Position identification items:
BEGIN

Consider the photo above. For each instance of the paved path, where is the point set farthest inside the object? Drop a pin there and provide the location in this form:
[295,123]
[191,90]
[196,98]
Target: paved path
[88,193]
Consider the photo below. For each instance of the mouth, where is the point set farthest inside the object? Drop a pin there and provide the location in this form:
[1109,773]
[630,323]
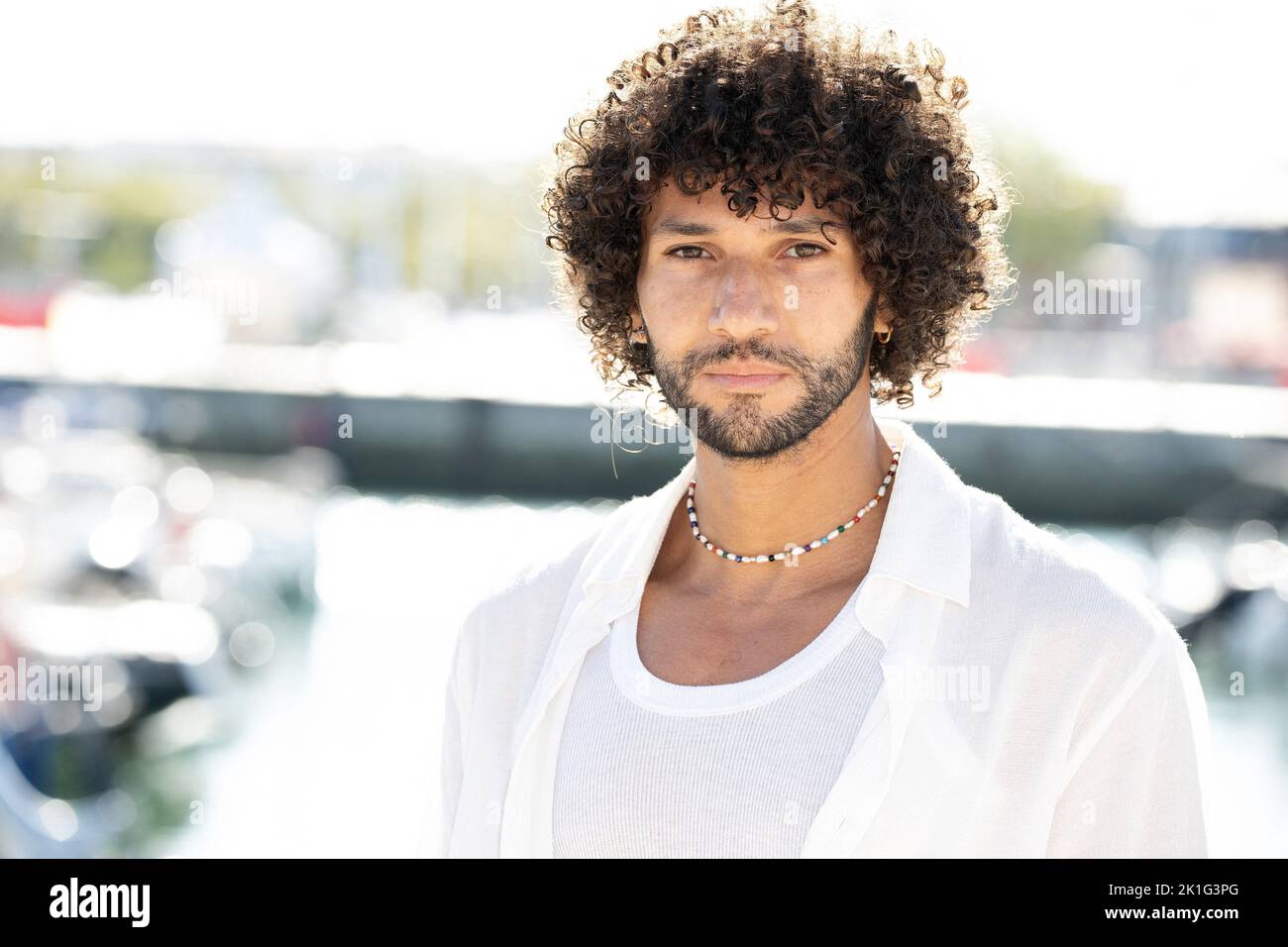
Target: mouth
[747,377]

END

__Task to carry out__. Recast all the items above as a numbered list, one line per number, with blank lines omitted. Leave the pictures out of your answer.

__The answer__.
1. Consider the photo above. For each instance of the paved path, where is the point set farthest inside the object? Drop a pin there and provide the location in this form:
2. [295,123]
3. [191,90]
4. [196,98]
5. Target: paved path
6. [88,193]
7. Consider the photo below. For each instance of the mouth, where is the point set farthest inside the object? Drop a pin there and provide the location in this form:
8. [1109,773]
9. [630,323]
10. Target: mouth
11. [747,377]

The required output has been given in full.